Limited Liability Company Agreement for
A Limited Liability Company
A. State of Formation
[List the state where you formed the Limited Liability Operating Agreement (the "Agreement").]
B. Operating Agreement Controls
To the extent that the rights or obligations of the Members or the Company under provisions of this Operating Agreement differ from what they would be under [State] law absent such a provision, this Agreement, to the extent permitted under [State] law, shall control.
C. Primary Business Address
[List the address where the Company primarily does business.]
D. Registered Agent and Office
[List the name and address of the Company's registered agent (the "Agent").]
E. No State Law Partnership
No provisions of this Agreement shall be deemed or construed to constitute a partnership (including, without limitation, a limited partnership) or joint venture, or any Member a partner or joint venture of or with any other Member, for any purposes other than federal and state tax purposes.
II. Purposes and Powers
[List the Company's business purpose.]
The Company's term shall commence upon the filing of the Articles of Organization and all other such necessary materials with the state of [State]. The company will operate until terminated as outlined in this agreement unless:
1. A majority of Members vote to dissolve the Company;
2. No Member of the Company exists, unless the business of the Company is continued in a manner permitted by [State] law;
3. It becomes unlawful for either the Members or the Company to continue in business;
4. A judicial decree is entered that dissolves the Company; or
5. Any other event results in the dissolution of the Company under federal or [State] law.
[List each Member's name and Membership Interest.]
B. Initial Contribution
[List the initial monetary contribution required for each Member.]
No member shall be entitled to interest on the Initial Contribution. Except as expressly provided by this Agreement, or as required by law, no Member shall have any right to demand or receive the return of an Initial Contribution.
C. Limited Liability of the Members
Except as otherwise provided for in this Agreement or otherwise required by [State] law, no Member shall be liable for any acts, debts, liabilities, or obligations of the Company beyond their Initial Contributions. The Members shall look solely to the Company property for the return of their Initial Contribution, or value thereof, and if the Company property remaining after payment or discharge of the debts, liabilities, or obligations of the Company is insufficient to return such Initial Contributions, or value thereof, no Member shall have any recourse against any other Member except as expressly provided for by this Agreement.
D. Withdrawal or Death of a Member
[Explain that if an existing Member dies or withdraws by choice, the remaining Members may buy the original Member's Membership Interest. Include the timeframe and the purchase agreement requirements for completing this transaction.]
E. Creation or Substitution of New Members
Any Member may assign in whole or in part their Membership Interest, only after granting other Members the right of first refusal.

_Exercise requirements_.
Decide whether each statement agrees with the operating agreement, answering yes or no and quoting the words that settle it. 1. Members are entitled to interest on their Initial Contribution. 2. A Member may assign their Membership Interest only after granting the other Members a right of first refusal. 3. A judicial decree dissolving the Company is one of the events that ends its operation. The items come from a separate source and are unrelated to the operating agreement.

Point placement records
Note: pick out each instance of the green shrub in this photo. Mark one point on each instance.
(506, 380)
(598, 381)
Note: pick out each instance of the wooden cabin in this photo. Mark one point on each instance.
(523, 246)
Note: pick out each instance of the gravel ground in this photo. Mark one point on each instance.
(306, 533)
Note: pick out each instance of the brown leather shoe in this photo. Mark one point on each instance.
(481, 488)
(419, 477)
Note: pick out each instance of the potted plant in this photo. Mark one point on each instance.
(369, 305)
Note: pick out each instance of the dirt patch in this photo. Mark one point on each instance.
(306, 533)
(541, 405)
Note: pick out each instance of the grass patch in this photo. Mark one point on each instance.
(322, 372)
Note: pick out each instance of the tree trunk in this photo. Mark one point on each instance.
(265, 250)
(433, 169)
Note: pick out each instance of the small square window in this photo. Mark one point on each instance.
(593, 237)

_Result below_.
1. No: "No member shall be entitled to interest on the Initial Contribution."
2. Yes: "Any Member may assign in whole or in part their Membership Interest, only after granting other Members the right of first refusal."
3. Yes: "A judicial decree is entered that dissolves the Company"